◆ Directions
Please return only the lines from the one holding "<point>140,174</point>" through the one holding "<point>177,55</point>", exactly as they appear in the records below, both ends included.

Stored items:
┏━━

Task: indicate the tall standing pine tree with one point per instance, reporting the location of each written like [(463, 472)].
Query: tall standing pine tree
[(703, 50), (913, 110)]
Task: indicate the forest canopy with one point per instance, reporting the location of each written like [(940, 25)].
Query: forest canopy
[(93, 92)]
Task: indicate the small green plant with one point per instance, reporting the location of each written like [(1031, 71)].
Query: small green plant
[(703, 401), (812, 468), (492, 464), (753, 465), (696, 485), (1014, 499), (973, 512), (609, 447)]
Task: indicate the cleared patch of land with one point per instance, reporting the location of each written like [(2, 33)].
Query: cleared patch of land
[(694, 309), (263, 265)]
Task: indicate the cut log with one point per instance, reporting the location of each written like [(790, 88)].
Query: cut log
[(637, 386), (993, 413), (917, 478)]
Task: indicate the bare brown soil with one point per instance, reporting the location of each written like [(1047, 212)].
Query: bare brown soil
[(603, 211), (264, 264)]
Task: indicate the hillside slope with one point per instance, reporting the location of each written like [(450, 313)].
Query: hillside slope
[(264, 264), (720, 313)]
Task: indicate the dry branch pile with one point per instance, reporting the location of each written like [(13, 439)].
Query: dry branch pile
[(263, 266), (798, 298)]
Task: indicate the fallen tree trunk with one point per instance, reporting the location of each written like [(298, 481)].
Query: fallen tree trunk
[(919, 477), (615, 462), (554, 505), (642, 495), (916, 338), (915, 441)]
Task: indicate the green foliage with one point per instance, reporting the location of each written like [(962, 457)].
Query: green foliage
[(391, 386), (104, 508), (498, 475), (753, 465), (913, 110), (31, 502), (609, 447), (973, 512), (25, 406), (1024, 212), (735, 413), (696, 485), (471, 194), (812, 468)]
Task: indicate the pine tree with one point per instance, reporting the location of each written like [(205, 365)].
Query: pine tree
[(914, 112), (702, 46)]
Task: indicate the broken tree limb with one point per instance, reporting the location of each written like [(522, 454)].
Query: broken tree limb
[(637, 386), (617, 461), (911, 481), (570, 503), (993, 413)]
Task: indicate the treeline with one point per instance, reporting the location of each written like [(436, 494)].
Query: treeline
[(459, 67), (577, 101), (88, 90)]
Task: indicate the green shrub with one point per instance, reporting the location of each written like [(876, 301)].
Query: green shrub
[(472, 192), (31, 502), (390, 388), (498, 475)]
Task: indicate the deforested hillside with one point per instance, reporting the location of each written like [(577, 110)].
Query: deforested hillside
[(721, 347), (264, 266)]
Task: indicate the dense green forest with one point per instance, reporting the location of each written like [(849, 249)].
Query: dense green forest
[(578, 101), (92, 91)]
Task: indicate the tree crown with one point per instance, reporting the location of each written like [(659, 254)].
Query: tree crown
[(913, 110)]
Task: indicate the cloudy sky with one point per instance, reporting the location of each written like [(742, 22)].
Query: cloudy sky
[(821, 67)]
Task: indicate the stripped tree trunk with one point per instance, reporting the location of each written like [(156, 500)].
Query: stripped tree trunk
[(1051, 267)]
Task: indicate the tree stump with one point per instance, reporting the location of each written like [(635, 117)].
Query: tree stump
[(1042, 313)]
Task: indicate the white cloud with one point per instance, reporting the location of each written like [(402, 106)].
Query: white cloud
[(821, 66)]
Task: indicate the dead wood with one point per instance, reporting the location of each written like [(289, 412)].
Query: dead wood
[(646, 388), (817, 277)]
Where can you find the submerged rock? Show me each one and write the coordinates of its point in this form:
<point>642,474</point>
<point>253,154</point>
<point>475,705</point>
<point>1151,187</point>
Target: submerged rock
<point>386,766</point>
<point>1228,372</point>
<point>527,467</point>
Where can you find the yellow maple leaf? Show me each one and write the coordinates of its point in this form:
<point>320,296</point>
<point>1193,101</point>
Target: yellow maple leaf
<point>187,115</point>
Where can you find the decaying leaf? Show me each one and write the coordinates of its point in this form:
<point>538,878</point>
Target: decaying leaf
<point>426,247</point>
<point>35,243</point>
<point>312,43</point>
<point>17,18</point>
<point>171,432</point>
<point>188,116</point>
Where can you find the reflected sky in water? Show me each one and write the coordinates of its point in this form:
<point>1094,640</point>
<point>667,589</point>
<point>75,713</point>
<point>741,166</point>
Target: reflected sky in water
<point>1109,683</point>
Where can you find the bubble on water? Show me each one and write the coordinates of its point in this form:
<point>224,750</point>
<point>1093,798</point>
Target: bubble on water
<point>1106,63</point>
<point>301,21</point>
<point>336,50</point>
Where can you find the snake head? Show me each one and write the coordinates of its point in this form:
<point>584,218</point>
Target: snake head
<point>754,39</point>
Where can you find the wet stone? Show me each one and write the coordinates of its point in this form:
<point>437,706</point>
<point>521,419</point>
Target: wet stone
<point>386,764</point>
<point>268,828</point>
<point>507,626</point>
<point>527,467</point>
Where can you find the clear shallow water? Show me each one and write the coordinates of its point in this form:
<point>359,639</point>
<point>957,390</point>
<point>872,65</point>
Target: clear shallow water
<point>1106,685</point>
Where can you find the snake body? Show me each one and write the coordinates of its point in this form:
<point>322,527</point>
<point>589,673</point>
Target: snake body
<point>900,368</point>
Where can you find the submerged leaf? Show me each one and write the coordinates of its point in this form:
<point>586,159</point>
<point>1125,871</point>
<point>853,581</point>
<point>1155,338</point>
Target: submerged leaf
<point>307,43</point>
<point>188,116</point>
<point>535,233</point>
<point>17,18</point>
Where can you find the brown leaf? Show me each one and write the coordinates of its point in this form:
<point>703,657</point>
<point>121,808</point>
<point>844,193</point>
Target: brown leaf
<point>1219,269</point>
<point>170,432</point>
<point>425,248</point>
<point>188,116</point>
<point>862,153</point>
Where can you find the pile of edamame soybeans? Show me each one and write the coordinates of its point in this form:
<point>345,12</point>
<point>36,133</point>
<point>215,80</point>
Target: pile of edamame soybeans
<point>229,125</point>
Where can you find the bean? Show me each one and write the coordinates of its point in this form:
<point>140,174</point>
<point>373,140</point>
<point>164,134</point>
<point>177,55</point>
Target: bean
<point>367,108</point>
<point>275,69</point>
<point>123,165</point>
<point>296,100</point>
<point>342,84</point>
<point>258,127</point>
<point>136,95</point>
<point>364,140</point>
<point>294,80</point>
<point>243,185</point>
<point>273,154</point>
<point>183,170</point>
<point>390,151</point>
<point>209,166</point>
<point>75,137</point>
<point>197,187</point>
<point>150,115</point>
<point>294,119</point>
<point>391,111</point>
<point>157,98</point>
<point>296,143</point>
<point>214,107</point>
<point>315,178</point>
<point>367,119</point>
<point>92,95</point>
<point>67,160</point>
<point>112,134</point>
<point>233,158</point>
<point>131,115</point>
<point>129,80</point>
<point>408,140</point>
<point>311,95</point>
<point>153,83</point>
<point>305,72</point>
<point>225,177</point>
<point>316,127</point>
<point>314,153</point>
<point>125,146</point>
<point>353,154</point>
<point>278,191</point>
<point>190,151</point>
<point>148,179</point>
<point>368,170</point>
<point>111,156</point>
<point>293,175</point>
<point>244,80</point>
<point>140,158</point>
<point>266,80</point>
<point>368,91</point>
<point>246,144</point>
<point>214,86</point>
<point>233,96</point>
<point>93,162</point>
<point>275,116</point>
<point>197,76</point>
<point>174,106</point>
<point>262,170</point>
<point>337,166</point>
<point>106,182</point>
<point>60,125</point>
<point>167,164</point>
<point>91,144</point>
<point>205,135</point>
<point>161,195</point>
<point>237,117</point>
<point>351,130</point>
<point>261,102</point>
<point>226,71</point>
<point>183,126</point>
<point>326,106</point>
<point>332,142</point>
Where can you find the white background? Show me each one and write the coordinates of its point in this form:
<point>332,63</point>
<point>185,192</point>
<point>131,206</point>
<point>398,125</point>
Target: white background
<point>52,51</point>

┗━━

◆ Result of the exercise
<point>140,174</point>
<point>373,140</point>
<point>164,134</point>
<point>177,55</point>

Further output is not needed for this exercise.